# DIRECTION:
Copy out each of the rows below word for word, and leave the pictures out of your copy.

========================================

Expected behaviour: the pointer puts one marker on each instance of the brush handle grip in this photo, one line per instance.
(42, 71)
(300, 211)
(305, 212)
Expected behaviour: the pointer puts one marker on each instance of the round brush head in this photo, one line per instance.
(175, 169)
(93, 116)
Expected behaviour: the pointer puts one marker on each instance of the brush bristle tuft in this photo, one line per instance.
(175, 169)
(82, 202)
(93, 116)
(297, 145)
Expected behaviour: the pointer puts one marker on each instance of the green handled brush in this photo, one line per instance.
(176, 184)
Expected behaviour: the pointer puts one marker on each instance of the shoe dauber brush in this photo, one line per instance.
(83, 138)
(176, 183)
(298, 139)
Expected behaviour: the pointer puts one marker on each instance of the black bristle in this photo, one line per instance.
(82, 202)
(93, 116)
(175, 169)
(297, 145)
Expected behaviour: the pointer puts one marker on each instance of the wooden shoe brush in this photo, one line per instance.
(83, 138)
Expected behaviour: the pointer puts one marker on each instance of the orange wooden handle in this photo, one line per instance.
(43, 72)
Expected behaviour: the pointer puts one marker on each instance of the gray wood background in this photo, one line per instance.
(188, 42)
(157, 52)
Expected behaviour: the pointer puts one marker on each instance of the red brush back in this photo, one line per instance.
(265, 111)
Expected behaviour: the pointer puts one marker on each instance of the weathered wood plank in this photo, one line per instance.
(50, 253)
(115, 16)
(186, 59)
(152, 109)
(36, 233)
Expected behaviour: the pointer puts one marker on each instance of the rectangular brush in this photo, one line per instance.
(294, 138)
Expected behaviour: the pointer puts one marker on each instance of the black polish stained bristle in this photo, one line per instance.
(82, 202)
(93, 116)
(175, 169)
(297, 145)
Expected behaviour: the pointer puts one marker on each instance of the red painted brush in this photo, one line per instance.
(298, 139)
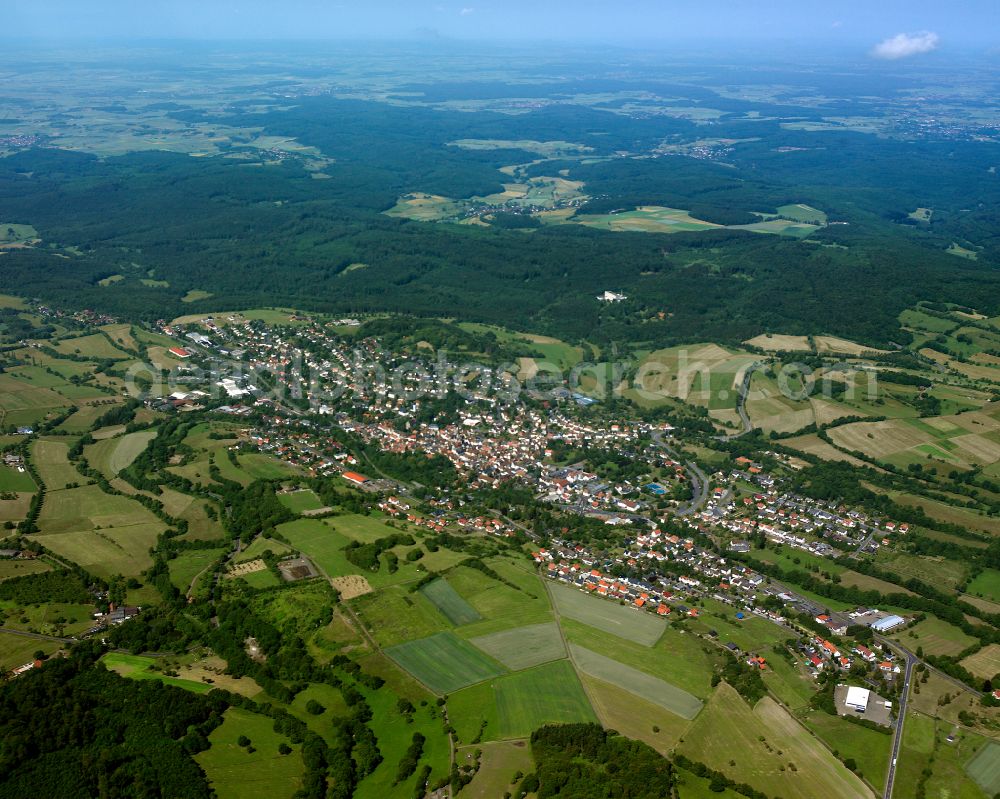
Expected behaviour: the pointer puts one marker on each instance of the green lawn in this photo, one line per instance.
(607, 615)
(547, 694)
(444, 662)
(13, 480)
(523, 647)
(450, 603)
(637, 682)
(235, 773)
(299, 501)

========================================

# THE RESULT:
Expected behaviour: the pointer puts one marker on each instance of the brush handle grip in this photo, one line per instance.
(42, 71)
(300, 211)
(305, 212)
Expected behaviour: the pointer puts one marker on each instance of the round brush head in this photo, one line per instance.
(175, 169)
(93, 116)
Expected behaviour: the pointer puts one marker on each instance of the brush bristle tuft in this photo, one line per instance.
(175, 169)
(82, 202)
(93, 116)
(297, 145)
Expected behaviour: the pointer puts one marker on each instance of the green handled brush in this photo, one line per instance.
(176, 184)
Expected behaviour: the pointer puts one marker on each instance of the shoe dauber brush in this photo, one line per instance.
(83, 138)
(176, 183)
(298, 139)
Expected behaviour: the pointer puts one marker on each instance of the black bristle in this photo, one line per instance.
(82, 202)
(93, 116)
(175, 169)
(297, 145)
Expected behaviour: the pointer puts one marker on each instance of the wooden shoe brush in this photo, one line per instance.
(83, 138)
Expected behaviour: the pointer puts one marker on each instance of the orange wooden handle in this photo, one line per instance.
(43, 72)
Expected behaviour: the pointer puts one marker on each instance of the gray wood background in this photo, one line per instance.
(188, 42)
(157, 52)
Expected behaviour: the pointer puts one marker on each instance of the red brush back in this photo, one line per instance.
(265, 111)
Expected behaviour: the pointer puts one marker on each instance of the weathered wood plank in this photo, one line per instance.
(50, 253)
(115, 16)
(186, 59)
(152, 109)
(36, 233)
Expected behaviour: the pointer puts one marker on each instance of the rectangular brush in this photo, one line per instance.
(294, 138)
Expected behaviour: the pointer puts one marker on each instance of the black polish stained bristle in this photo, one line per instance.
(82, 202)
(93, 116)
(175, 169)
(297, 145)
Expected behaviour: the pointer puts one marker on each instance of the red painted brush in this photo, one line per instance.
(298, 139)
Expected behaviour: the pointer puts one marker on each instance of the green lawn in this photo, one line per instance.
(607, 615)
(547, 694)
(444, 662)
(13, 480)
(523, 647)
(450, 603)
(637, 682)
(235, 773)
(299, 501)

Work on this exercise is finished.